# Required work
Write out every line of the material below word for word, leaving the pictures out of your answer.

[Stored items]
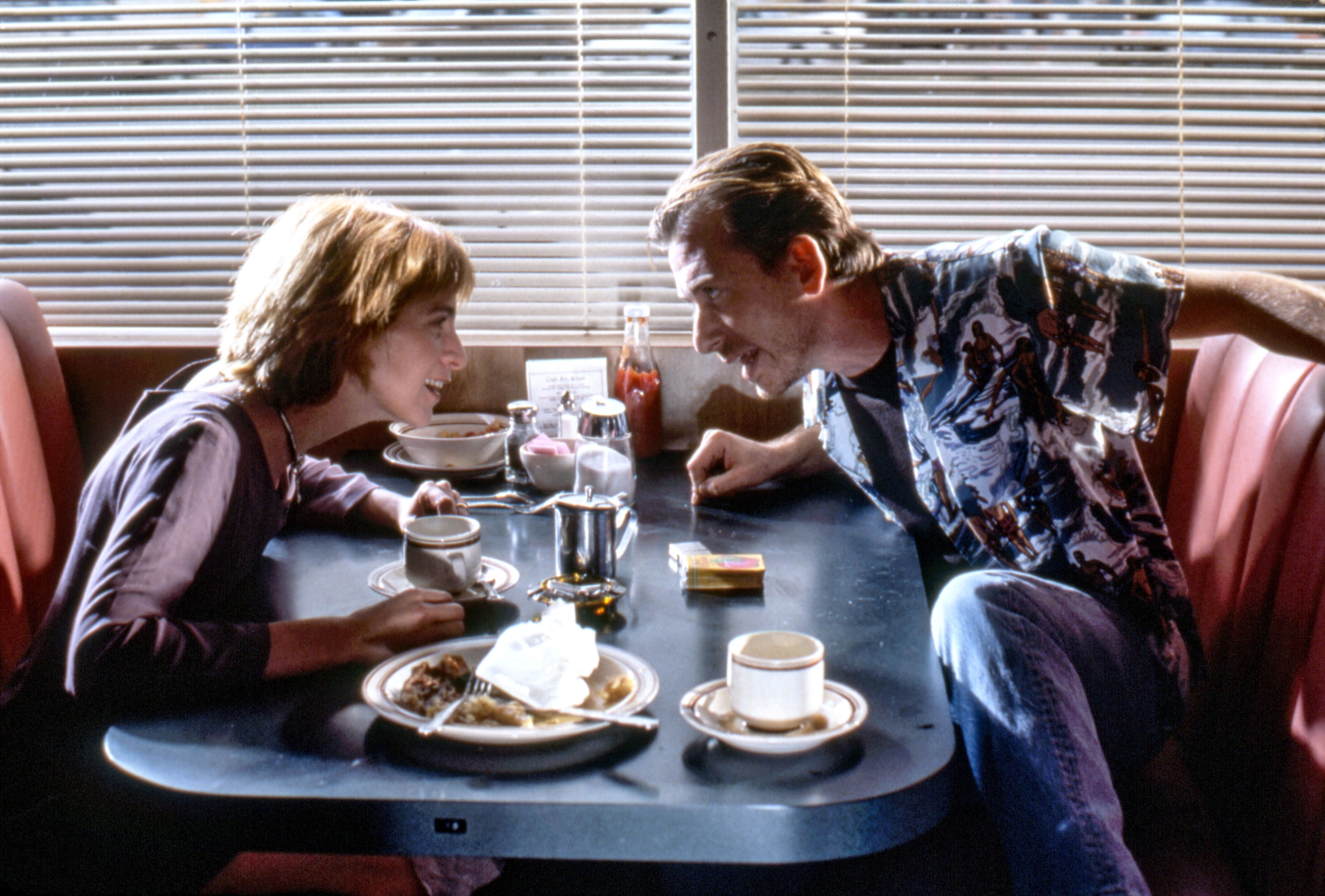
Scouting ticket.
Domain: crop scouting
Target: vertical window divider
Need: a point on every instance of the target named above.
(1183, 153)
(580, 124)
(846, 96)
(243, 89)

# Solution
Scouting ticket.
Domain: crop scouting
Target: vertical window divider
Need: a point on every instance of the target named above.
(1183, 153)
(580, 124)
(846, 96)
(243, 89)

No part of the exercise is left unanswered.